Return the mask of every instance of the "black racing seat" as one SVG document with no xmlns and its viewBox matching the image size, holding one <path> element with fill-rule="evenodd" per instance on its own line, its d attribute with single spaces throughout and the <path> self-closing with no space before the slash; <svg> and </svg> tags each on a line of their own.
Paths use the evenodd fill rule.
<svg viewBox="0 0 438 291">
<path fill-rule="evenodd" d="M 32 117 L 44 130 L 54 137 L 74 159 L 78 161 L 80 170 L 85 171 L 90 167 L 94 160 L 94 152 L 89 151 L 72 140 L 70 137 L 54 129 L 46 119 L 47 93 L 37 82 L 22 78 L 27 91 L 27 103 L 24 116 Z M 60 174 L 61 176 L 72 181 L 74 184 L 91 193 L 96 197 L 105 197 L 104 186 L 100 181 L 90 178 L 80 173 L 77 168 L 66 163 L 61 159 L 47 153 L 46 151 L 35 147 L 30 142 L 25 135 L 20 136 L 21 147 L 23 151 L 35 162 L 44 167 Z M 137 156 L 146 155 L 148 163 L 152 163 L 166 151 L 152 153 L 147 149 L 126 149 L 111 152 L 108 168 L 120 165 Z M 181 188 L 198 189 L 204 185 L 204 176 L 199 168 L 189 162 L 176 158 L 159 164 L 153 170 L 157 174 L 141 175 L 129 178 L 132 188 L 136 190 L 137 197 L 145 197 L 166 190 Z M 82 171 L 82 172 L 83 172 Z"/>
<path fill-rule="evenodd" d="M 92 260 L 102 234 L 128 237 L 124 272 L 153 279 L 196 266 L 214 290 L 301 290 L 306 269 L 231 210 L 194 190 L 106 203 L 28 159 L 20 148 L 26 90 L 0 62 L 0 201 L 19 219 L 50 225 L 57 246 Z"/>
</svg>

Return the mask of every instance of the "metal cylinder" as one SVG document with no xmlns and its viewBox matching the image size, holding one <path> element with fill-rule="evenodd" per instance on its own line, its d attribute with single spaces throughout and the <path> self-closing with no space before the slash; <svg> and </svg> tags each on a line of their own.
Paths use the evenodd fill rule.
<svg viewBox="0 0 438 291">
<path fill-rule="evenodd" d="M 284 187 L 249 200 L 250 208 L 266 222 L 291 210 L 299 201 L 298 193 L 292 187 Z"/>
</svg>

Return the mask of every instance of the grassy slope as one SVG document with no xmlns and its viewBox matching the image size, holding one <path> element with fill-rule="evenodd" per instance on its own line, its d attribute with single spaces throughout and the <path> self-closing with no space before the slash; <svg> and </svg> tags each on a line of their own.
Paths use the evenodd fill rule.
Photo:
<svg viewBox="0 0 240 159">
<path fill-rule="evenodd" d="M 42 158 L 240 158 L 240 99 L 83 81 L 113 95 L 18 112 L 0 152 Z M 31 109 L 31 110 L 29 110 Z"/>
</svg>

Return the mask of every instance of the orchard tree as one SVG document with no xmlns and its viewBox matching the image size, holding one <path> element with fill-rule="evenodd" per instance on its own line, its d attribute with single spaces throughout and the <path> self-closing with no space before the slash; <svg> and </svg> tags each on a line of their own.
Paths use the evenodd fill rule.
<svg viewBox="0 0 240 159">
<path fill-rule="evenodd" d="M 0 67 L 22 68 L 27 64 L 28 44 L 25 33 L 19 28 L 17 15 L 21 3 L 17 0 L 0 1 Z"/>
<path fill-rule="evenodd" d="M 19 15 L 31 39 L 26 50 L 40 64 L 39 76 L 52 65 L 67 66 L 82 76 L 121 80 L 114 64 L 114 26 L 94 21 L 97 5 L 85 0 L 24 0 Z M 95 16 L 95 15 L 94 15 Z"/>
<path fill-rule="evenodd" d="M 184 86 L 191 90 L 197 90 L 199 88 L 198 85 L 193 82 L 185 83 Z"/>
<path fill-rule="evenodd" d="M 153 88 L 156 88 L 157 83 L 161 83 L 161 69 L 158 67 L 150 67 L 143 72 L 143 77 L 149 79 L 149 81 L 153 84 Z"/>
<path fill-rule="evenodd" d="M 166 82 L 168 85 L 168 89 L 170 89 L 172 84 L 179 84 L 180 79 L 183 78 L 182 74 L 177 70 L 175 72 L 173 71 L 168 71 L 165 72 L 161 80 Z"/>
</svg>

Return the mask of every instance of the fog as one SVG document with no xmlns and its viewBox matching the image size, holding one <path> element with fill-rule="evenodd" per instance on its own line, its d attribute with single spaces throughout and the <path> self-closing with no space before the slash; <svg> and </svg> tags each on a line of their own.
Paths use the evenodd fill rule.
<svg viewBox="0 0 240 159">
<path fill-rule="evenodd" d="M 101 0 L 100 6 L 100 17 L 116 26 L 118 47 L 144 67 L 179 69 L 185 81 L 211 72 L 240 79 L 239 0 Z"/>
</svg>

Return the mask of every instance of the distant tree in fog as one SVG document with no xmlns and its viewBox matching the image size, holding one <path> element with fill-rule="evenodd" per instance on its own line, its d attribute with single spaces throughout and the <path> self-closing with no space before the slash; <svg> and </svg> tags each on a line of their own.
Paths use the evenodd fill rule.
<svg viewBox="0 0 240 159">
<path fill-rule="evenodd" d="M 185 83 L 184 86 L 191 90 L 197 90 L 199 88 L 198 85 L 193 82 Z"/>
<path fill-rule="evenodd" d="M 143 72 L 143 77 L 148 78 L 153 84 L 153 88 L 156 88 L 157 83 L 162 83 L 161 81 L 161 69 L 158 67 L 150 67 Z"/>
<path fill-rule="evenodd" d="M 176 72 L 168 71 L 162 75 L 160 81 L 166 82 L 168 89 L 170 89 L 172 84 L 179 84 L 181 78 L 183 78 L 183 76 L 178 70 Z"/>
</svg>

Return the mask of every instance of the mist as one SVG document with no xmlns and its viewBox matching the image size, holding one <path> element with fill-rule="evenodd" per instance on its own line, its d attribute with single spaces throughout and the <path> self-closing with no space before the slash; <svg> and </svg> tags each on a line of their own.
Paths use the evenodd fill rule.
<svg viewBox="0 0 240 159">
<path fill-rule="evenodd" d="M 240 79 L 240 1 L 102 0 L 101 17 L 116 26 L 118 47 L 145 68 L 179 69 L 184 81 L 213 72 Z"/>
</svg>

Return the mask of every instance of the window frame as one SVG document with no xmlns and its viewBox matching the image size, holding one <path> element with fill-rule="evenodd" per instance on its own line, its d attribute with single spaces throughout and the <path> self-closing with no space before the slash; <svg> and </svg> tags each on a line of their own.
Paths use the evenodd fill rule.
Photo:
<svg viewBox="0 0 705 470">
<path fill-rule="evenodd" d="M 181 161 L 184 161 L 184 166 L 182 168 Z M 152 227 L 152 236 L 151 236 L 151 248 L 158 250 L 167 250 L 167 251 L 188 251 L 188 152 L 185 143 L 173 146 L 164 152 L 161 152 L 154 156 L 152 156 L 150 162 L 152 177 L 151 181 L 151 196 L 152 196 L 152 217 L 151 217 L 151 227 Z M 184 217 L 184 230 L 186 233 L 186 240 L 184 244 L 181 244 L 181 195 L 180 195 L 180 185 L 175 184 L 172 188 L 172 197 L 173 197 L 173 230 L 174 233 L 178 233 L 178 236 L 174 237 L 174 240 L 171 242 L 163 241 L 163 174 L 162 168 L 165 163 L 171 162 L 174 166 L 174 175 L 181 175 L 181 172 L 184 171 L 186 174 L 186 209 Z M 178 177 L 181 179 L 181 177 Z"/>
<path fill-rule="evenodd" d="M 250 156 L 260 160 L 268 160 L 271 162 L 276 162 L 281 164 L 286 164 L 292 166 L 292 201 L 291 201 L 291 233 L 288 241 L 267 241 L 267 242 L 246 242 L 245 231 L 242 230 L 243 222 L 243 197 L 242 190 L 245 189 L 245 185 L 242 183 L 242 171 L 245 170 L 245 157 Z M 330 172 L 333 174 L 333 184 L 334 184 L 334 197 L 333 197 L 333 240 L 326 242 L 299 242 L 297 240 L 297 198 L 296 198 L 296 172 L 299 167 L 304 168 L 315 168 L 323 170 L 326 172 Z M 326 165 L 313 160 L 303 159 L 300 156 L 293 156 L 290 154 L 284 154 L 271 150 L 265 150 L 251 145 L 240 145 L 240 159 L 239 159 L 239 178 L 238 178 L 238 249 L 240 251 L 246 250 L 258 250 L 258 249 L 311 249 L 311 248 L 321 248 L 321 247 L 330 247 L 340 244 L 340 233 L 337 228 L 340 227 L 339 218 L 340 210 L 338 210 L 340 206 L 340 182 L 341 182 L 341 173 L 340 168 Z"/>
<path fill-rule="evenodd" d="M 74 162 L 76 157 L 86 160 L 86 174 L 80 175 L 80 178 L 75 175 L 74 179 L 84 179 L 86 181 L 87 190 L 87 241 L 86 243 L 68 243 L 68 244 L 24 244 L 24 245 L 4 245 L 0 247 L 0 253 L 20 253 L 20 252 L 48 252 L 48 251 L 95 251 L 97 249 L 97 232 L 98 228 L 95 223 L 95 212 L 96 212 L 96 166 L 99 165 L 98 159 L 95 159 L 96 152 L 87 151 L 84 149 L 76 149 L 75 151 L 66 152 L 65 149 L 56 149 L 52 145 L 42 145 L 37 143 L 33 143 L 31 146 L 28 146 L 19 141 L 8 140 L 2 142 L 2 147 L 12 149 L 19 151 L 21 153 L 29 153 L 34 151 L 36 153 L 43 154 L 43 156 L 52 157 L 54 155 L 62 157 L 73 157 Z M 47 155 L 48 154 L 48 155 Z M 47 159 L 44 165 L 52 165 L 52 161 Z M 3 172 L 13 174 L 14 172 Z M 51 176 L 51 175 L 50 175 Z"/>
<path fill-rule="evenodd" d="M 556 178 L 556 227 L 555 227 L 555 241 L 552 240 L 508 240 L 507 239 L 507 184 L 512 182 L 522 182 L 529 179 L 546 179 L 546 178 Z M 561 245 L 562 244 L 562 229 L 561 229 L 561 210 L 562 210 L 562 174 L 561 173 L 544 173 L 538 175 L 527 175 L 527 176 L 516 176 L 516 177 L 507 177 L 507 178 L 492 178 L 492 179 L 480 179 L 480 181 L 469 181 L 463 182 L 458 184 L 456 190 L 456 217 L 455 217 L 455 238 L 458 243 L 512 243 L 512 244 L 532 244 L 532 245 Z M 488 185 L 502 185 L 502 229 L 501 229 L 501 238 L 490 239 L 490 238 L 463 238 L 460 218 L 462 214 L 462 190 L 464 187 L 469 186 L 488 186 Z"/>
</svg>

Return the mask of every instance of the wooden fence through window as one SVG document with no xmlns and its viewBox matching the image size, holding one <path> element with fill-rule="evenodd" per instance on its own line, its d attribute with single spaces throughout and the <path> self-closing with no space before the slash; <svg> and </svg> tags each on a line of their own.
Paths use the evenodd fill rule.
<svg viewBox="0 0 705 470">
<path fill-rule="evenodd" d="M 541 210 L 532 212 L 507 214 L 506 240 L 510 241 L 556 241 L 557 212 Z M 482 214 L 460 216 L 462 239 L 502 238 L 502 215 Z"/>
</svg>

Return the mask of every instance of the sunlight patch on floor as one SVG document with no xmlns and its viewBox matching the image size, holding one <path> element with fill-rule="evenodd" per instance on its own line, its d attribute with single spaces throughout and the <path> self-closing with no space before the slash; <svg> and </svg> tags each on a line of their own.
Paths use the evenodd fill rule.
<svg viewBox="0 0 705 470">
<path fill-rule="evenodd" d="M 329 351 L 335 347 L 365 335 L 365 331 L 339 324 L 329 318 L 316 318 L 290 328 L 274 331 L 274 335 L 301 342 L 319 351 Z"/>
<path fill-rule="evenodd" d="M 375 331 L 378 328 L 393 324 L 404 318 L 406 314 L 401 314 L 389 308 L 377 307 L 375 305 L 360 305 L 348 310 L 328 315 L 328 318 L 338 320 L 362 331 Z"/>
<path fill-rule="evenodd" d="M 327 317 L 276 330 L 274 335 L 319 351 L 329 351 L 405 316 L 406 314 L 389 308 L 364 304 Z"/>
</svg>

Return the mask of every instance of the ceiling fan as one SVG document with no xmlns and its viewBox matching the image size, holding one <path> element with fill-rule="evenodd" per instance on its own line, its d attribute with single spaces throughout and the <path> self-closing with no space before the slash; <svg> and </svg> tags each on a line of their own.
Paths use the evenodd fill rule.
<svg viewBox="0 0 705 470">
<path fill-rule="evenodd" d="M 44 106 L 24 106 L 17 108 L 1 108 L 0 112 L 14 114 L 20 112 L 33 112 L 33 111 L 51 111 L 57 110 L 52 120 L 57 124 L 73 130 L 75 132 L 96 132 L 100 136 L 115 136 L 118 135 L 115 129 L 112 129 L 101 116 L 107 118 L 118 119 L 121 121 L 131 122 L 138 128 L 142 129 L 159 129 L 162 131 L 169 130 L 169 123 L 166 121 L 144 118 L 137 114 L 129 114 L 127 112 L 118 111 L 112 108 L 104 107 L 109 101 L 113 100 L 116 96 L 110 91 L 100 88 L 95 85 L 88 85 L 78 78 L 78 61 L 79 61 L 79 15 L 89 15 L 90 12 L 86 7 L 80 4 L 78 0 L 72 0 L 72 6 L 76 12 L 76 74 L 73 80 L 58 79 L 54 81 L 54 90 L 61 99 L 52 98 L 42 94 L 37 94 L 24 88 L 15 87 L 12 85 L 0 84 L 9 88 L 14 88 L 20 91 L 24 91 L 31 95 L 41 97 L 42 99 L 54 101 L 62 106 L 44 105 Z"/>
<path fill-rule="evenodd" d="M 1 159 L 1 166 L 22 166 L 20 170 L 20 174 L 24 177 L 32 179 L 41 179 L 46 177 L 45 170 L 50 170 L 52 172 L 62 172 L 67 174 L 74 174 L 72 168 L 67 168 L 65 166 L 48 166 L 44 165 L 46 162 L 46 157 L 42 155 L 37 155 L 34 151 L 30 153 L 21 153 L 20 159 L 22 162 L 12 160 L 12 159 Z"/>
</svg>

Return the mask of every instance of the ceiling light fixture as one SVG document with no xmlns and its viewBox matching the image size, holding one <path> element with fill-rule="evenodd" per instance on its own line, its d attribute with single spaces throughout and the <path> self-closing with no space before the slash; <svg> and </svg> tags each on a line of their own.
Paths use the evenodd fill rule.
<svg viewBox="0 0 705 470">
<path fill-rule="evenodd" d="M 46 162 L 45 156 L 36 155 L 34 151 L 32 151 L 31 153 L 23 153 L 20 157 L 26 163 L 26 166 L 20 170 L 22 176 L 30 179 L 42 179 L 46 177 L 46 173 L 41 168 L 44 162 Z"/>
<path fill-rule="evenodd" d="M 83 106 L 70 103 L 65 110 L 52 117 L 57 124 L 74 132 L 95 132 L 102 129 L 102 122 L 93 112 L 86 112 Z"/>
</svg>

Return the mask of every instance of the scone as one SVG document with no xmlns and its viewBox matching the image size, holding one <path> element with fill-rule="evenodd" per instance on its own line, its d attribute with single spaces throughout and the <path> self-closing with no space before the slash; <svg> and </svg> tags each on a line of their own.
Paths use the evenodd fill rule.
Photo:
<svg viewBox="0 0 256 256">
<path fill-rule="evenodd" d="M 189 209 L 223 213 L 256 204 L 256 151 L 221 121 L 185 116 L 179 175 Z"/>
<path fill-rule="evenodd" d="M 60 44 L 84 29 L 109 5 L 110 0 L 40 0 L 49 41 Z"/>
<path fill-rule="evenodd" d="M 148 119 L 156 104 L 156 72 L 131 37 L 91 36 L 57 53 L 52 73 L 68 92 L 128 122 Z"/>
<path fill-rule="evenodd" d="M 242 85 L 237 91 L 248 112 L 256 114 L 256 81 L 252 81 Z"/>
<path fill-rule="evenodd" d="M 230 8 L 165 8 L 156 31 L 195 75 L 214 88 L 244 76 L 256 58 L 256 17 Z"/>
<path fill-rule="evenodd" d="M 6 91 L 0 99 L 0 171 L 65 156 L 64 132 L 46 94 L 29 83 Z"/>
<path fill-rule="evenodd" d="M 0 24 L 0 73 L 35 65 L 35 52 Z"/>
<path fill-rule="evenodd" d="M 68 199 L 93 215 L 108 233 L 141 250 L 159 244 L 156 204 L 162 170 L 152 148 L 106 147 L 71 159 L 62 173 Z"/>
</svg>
************
Write out exactly the lines starting with the one that holds "Return the mask of every instance of the ceiling light" and running through the last line above.

### Task response
Return the mask of every instance of the ceiling light fixture as one SVG document with no xmlns and its viewBox matching the image size, holding one <path> element with fill-rule="evenodd" per instance on its own line, its d attribute with single spaces throughout and the <path> self-closing with no space before the slash; <svg> and </svg> tags each on a line of their own.
Paths use the evenodd fill rule.
<svg viewBox="0 0 705 470">
<path fill-rule="evenodd" d="M 46 162 L 45 156 L 36 155 L 34 151 L 32 151 L 31 153 L 23 153 L 20 157 L 26 163 L 26 166 L 20 170 L 22 176 L 30 179 L 42 179 L 46 177 L 46 173 L 41 168 L 44 162 Z"/>
<path fill-rule="evenodd" d="M 83 106 L 70 103 L 65 110 L 52 117 L 57 124 L 74 132 L 95 132 L 102 129 L 102 122 L 93 112 L 86 112 Z"/>
</svg>

Return the mask of every instance of the scone as one SVG document with no xmlns and its viewBox matching the image size, holding one <path> element with fill-rule="evenodd" per instance on its own line, its d attribute with single spaces throughout and the <path> self-closing with no space before the slash; <svg> and </svg> tags each on a line of their own.
Paths use the evenodd fill rule.
Photo:
<svg viewBox="0 0 256 256">
<path fill-rule="evenodd" d="M 189 209 L 223 213 L 256 204 L 256 151 L 221 121 L 185 116 L 179 175 Z"/>
<path fill-rule="evenodd" d="M 60 44 L 84 29 L 109 5 L 110 0 L 40 0 L 49 41 Z"/>
<path fill-rule="evenodd" d="M 148 119 L 156 104 L 156 72 L 131 37 L 91 36 L 57 53 L 52 73 L 68 92 L 128 122 Z"/>
<path fill-rule="evenodd" d="M 242 85 L 237 91 L 248 112 L 256 114 L 256 81 L 252 81 Z"/>
<path fill-rule="evenodd" d="M 230 8 L 165 8 L 156 31 L 195 75 L 214 88 L 244 76 L 256 58 L 256 17 Z"/>
<path fill-rule="evenodd" d="M 6 91 L 0 99 L 0 171 L 65 156 L 64 132 L 46 94 L 29 83 Z"/>
<path fill-rule="evenodd" d="M 0 24 L 0 73 L 35 65 L 35 52 Z"/>
<path fill-rule="evenodd" d="M 68 199 L 93 215 L 108 233 L 141 250 L 159 244 L 156 204 L 162 170 L 152 148 L 106 147 L 71 159 L 62 173 Z"/>
</svg>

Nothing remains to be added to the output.